* **What is expected**
Go through the entries below and write each one out exactly.

* **Data for this exercise**
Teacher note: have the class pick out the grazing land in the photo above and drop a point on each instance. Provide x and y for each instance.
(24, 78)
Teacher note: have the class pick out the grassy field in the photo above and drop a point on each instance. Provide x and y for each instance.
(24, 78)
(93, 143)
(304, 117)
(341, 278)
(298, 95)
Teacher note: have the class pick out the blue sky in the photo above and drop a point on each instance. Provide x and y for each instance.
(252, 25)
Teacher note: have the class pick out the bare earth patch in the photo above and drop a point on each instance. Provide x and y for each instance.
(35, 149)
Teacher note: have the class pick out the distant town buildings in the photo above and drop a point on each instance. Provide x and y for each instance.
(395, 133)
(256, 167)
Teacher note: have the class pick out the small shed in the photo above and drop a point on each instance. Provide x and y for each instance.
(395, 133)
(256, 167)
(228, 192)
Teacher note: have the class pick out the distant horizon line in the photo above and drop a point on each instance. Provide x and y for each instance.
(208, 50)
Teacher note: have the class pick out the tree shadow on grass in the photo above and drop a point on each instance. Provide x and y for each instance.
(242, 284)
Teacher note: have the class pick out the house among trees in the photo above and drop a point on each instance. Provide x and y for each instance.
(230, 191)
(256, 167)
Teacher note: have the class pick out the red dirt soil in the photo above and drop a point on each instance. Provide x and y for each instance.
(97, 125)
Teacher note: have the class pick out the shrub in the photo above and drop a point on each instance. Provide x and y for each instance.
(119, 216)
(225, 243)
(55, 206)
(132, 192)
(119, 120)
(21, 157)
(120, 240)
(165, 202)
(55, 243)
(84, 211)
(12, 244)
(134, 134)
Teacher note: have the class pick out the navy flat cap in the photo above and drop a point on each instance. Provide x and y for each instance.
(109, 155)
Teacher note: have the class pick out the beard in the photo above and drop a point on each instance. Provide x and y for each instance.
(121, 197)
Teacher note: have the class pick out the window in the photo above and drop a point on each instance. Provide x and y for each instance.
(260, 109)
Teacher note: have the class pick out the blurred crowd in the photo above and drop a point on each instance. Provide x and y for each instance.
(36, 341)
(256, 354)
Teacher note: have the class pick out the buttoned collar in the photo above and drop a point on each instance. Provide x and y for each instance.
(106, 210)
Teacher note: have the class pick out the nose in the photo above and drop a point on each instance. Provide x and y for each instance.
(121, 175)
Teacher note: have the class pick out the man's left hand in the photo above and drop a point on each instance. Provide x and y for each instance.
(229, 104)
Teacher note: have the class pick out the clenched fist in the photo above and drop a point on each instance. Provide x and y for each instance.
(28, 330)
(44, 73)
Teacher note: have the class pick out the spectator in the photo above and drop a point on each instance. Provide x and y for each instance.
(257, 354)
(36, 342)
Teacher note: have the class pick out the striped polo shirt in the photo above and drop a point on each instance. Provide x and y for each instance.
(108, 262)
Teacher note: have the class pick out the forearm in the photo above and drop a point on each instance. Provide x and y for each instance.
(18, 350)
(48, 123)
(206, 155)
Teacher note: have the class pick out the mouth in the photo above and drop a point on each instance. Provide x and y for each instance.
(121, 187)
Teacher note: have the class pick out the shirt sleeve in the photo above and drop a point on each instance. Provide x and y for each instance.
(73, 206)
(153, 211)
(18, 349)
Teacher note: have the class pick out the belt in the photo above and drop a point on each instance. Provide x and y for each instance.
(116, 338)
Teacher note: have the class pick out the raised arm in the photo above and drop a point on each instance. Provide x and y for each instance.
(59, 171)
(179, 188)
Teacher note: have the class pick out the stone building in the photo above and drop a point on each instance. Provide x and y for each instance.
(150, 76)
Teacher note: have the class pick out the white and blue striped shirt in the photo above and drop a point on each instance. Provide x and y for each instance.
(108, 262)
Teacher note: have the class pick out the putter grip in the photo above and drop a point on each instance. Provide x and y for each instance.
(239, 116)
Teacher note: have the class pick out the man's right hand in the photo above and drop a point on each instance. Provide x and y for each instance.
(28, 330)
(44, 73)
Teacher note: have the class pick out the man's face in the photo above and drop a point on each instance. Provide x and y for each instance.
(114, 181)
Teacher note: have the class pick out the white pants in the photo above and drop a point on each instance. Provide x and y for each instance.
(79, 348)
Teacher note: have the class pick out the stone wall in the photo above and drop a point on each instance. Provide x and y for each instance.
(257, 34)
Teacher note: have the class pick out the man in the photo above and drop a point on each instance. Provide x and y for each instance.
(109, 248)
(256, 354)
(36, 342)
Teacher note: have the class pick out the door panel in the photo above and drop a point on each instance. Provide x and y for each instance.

* **Solution below**
Teacher note: have the class pick out the grazing land in the photo above and drop a point on each instance. Provide x and y for each instance.
(24, 78)
Teacher note: have the class pick out the grassy field in the photo above and drop a point on each instance. Provide x and y for each instance.
(24, 78)
(93, 143)
(304, 117)
(341, 278)
(298, 95)
Teacher note: have the class pick out the blue sky in the photo above and drop a point on each instance. Provide x and y for each instance.
(252, 25)
Teacher note: have the class pick out the bare earth patch in the photo above and drop a point on each instance. Provide x and y for each instance.
(35, 149)
Teacher note: have the class pick out the distant town buildings in the photo above and drop a point on each instance. Provide x and y for each instance.
(395, 133)
(256, 167)
Teacher note: have the class pick out the small shed in the photo above and drop a point on each instance. Provide x and y for each instance.
(395, 133)
(256, 167)
(228, 192)
Teacher note: have the class pick out the distant horizon line in the photo above and drop a point on each instance. Provide x and y for each instance.
(208, 50)
Teacher note: have the class pick out the tree shadow on grass in the photo above and drop a point on each instance. Provide x and y for each instance.
(242, 284)
Teacher note: have the class pick out the house among trees in the photo above and drop a point on each instance. Provide x and y for each instance.
(230, 191)
(256, 167)
Teacher note: have the class pick out the red dirt soil in the photo above and drop a point on each instance. Provide x and y for each instance.
(97, 125)
Teacher note: have the class pick out the shrub in the photo above and drop a point on each instance. Provide x and y for each instance.
(119, 216)
(225, 243)
(55, 206)
(132, 192)
(119, 120)
(21, 157)
(120, 240)
(165, 202)
(55, 243)
(84, 211)
(12, 244)
(134, 134)
Teacher note: have the class pick out the navy flat cap in the photo above and drop a point on each instance. Provide x and y for each instance.
(109, 155)
Teacher note: have the class pick out the beard in the photo above and drop a point on each instance. Provide x and y for each instance.
(121, 197)
Teacher note: have the class pick out the window in the photo above and drop a point on each instance. Provide x and y for each instance.
(260, 109)
Teacher note: have the class pick out the blurred crowd in the photo above and drop a point on each instance. Provide x and y for each instance.
(36, 341)
(256, 354)
Teacher note: have the class pick out the buttoned collar in the photo above and drop a point on each instance. Provide x and y for each instance.
(106, 210)
Teacher note: have the class pick out the nose in the photo above and drop a point on each instance. Provide x and y for each instance.
(121, 175)
Teacher note: have the class pick out the man's left hand in the photo above and drop a point on each instance. Provide x and y for each instance.
(229, 104)
Teacher note: have the class pick out the clenched fist in the photo above and drop a point on each instance. Provide x and y for each instance.
(28, 330)
(44, 73)
Teacher note: have the class pick out the spectator in the photo above and drop a point on each instance. Provide x and y for each instance.
(257, 354)
(36, 342)
Teacher note: have the class pick out the striped polo shirt in the photo above and drop a point on each instance. Provide x and y for each instance.
(108, 262)
Teacher note: have the class pick out the forearm in the photo above and drop a point on each instance. Provide x and y for each instance.
(18, 350)
(48, 123)
(206, 155)
Teacher note: have the class pick out the mouth in the photo above and drop a point on each instance. Provide x and y for each instance.
(121, 187)
Teacher note: have the class pick out the shirt sleeve in the photo above and drop a point on each instance. Provide x and y for each instance.
(73, 206)
(153, 211)
(18, 349)
Teacher note: have the class pick out the belt in the photo above and drop a point on each instance. Provide x and y for each instance.
(116, 338)
Teacher note: have the class pick out the raised arm in the photo above and drop a point on each instance. Provide x and y for each instance.
(59, 171)
(179, 188)
Teacher note: have the class pick out the stone building in the photo above and drop a point on each instance. Provide x and y for each instance.
(150, 76)
Teacher note: have the class pick out the white and blue striped shirt in the photo above and drop a point on each instance. Provide x and y for each instance.
(108, 262)
Teacher note: have the class pick out the putter grip in the photo above and drop a point on each instance. Provide x and y for each instance.
(239, 116)
Teacher note: have the class pick out the man's right hand in the photo above and drop a point on each instance. Provide x and y for each instance.
(28, 330)
(44, 73)
Teacher note: have the class pick out the man's face in the photo above and drop a point on each instance. Provide x and y for each instance.
(114, 181)
Teacher note: have the class pick out the white pants in the photo above and drop a point on each instance. Provide x and y for each instance.
(79, 348)
Teacher note: have the class pick out the stone wall in the photo above and drop a point on each instance. Provide x and y for each instance.
(257, 34)
Teacher note: have the class pick out the man in the photo above and drop a point on each instance. Provide x and y for each instance.
(109, 248)
(256, 354)
(36, 342)
Teacher note: have the class pick out the door panel in the photo above and drop a point on each instance. Provide x and y for each instance.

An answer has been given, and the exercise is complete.